==== Given data ====

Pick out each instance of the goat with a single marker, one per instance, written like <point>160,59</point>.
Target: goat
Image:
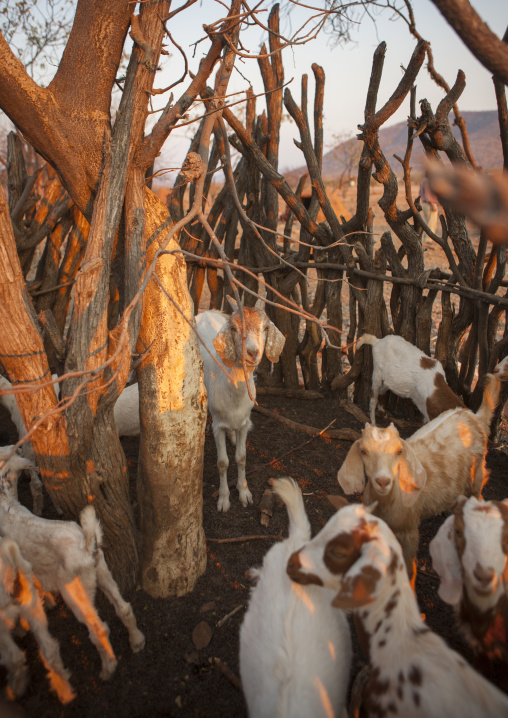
<point>404,369</point>
<point>68,559</point>
<point>469,552</point>
<point>19,600</point>
<point>295,649</point>
<point>412,670</point>
<point>501,369</point>
<point>423,476</point>
<point>228,398</point>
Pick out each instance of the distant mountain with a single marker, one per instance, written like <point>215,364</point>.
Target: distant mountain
<point>483,130</point>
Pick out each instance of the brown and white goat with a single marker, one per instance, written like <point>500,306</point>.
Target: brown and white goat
<point>401,367</point>
<point>412,670</point>
<point>423,476</point>
<point>229,402</point>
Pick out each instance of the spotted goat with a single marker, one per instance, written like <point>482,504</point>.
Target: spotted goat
<point>415,479</point>
<point>228,397</point>
<point>470,554</point>
<point>401,367</point>
<point>295,649</point>
<point>412,672</point>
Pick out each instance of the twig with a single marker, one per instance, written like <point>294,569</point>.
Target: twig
<point>51,289</point>
<point>222,621</point>
<point>342,434</point>
<point>290,451</point>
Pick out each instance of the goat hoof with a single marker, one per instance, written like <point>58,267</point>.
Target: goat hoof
<point>108,669</point>
<point>223,504</point>
<point>137,642</point>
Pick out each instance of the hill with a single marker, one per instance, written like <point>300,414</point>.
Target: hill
<point>483,130</point>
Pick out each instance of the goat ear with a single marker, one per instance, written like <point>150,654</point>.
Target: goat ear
<point>351,475</point>
<point>275,341</point>
<point>502,507</point>
<point>446,562</point>
<point>412,476</point>
<point>361,583</point>
<point>225,346</point>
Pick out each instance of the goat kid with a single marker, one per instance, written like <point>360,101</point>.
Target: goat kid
<point>68,559</point>
<point>228,398</point>
<point>19,600</point>
<point>401,367</point>
<point>469,552</point>
<point>423,476</point>
<point>412,670</point>
<point>295,649</point>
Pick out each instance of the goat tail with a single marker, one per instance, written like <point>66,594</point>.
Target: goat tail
<point>490,400</point>
<point>92,528</point>
<point>369,339</point>
<point>289,492</point>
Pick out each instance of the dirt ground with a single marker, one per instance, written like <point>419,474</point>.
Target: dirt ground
<point>170,677</point>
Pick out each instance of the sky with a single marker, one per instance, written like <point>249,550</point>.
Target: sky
<point>347,68</point>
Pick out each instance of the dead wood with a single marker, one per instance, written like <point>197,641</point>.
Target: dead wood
<point>342,434</point>
<point>289,393</point>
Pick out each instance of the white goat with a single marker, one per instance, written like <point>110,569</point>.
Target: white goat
<point>404,369</point>
<point>295,649</point>
<point>126,413</point>
<point>68,559</point>
<point>412,670</point>
<point>469,552</point>
<point>19,600</point>
<point>423,476</point>
<point>228,399</point>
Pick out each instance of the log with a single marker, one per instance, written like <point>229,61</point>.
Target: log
<point>342,434</point>
<point>288,393</point>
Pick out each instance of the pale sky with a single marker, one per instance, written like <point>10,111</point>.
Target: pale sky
<point>347,68</point>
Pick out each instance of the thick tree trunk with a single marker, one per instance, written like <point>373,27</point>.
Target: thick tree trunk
<point>173,410</point>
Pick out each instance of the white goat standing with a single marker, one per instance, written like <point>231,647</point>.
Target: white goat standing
<point>228,399</point>
<point>401,367</point>
<point>469,552</point>
<point>295,649</point>
<point>68,559</point>
<point>412,670</point>
<point>423,476</point>
<point>19,600</point>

====

## Work to do
Convert every line of the records above into a Markdown table with two columns, "Row" and "Line". Give each row a number, leave out blank lines, and omit the pictures.

## Answer to the problem
| Row | Line |
|---|---|
| 1 | Pick out each instance of the goat with a single marker, one per instance, written like <point>160,59</point>. |
| 2 | Target: goat |
| 3 | Image: |
| 4 | <point>404,369</point> |
| 5 | <point>68,559</point> |
| 6 | <point>469,552</point> |
| 7 | <point>19,600</point> |
| 8 | <point>295,649</point> |
| 9 | <point>412,670</point> |
| 10 | <point>501,369</point> |
| 11 | <point>423,476</point> |
| 12 | <point>228,398</point> |
| 13 | Pick out each instance of the distant mountain with a single marker, one per instance, written like <point>215,364</point>. |
| 14 | Target: distant mountain |
| 15 | <point>483,130</point> |
| 16 | Pick out each instance of the brown and white goat with a single marker, one per instance, written like <point>500,306</point>. |
| 17 | Target: brown and white goat |
| 18 | <point>401,367</point> |
| 19 | <point>412,670</point> |
| 20 | <point>423,476</point> |
| 21 | <point>229,402</point> |
| 22 | Pick out each instance of the spotted goat with a single marker, one per instance, written like <point>482,504</point>. |
| 23 | Target: spotted goat |
| 24 | <point>415,479</point> |
| 25 | <point>228,397</point> |
| 26 | <point>470,554</point> |
| 27 | <point>401,367</point> |
| 28 | <point>295,649</point> |
| 29 | <point>412,672</point> |
| 30 | Pick out each instance of the twig with a single marker, one per instance, written like <point>294,569</point>. |
| 31 | Target: twig |
| 32 | <point>51,289</point> |
| 33 | <point>222,621</point> |
| 34 | <point>342,434</point> |
| 35 | <point>290,451</point> |
| 36 | Pick out each instance of the goat hoof with a single marker, one per instance, written like <point>58,267</point>. |
| 37 | Target: goat hoof |
| 38 | <point>108,669</point> |
| 39 | <point>223,504</point> |
| 40 | <point>137,642</point> |
| 41 | Pick out each instance of the hill with a single marker, one per instance, written like <point>300,414</point>. |
| 42 | Target: hill |
| 43 | <point>483,130</point> |
| 44 | Pick out each instance of the goat ear with a single marker, one per instance, written like <point>150,654</point>. |
| 45 | Target: goat ear |
| 46 | <point>351,475</point> |
| 47 | <point>275,341</point> |
| 48 | <point>502,507</point> |
| 49 | <point>446,562</point> |
| 50 | <point>412,476</point> |
| 51 | <point>361,583</point> |
| 52 | <point>225,346</point> |
| 53 | Pick out each instance of the goat kid with a single marker, one per instance, written like <point>360,101</point>. |
| 54 | Target: goat kid |
| 55 | <point>68,559</point> |
| 56 | <point>228,398</point> |
| 57 | <point>19,600</point> |
| 58 | <point>401,367</point> |
| 59 | <point>469,552</point> |
| 60 | <point>423,476</point> |
| 61 | <point>412,670</point> |
| 62 | <point>295,649</point> |
| 63 | Pick out each instance of the goat tail with a single marker, one per instance, written like <point>66,594</point>. |
| 64 | Target: goat tail |
| 65 | <point>490,400</point> |
| 66 | <point>92,528</point> |
| 67 | <point>369,339</point> |
| 68 | <point>289,492</point> |
| 69 | Pick out each instance of the dirt ground with a single marker, one per instance, written like <point>419,474</point>. |
| 70 | Target: dirt ground |
| 71 | <point>170,677</point> |
| 72 | Pick out each instance of the sky with a single marker, one per instance, written like <point>249,550</point>. |
| 73 | Target: sky |
| 74 | <point>347,68</point> |
| 75 | Pick out each instance of the dead wood with a single marker, one per instance, written like <point>197,641</point>. |
| 76 | Target: dead wood |
| 77 | <point>342,434</point> |
| 78 | <point>289,393</point> |
| 79 | Pick out each instance of the white goat with a single marker, one per instance, written like <point>110,569</point>. |
| 80 | Target: white goat |
| 81 | <point>404,369</point> |
| 82 | <point>295,649</point> |
| 83 | <point>126,413</point> |
| 84 | <point>68,559</point> |
| 85 | <point>412,670</point> |
| 86 | <point>469,552</point> |
| 87 | <point>19,600</point> |
| 88 | <point>423,476</point> |
| 89 | <point>228,399</point> |
| 90 | Pick out each instance of the log with a single marker, one per instance, written like <point>229,61</point>. |
| 91 | Target: log |
| 92 | <point>342,434</point> |
| 93 | <point>288,393</point> |
| 94 | Pick out each instance of the pale sky with a single marker, one per instance, written like <point>10,111</point>. |
| 95 | Target: pale sky |
| 96 | <point>347,68</point> |
| 97 | Pick out each instance of the thick tree trunk with a single marker, one per instance, written like <point>373,27</point>. |
| 98 | Target: thick tree trunk |
| 99 | <point>173,410</point> |
| 100 | Pick out each instance of the white goat standing with a single marker, one per instance, written like <point>231,647</point>. |
| 101 | Target: white goat standing |
| 102 | <point>228,399</point> |
| 103 | <point>401,367</point> |
| 104 | <point>469,552</point> |
| 105 | <point>295,649</point> |
| 106 | <point>68,559</point> |
| 107 | <point>412,670</point> |
| 108 | <point>423,476</point> |
| 109 | <point>19,600</point> |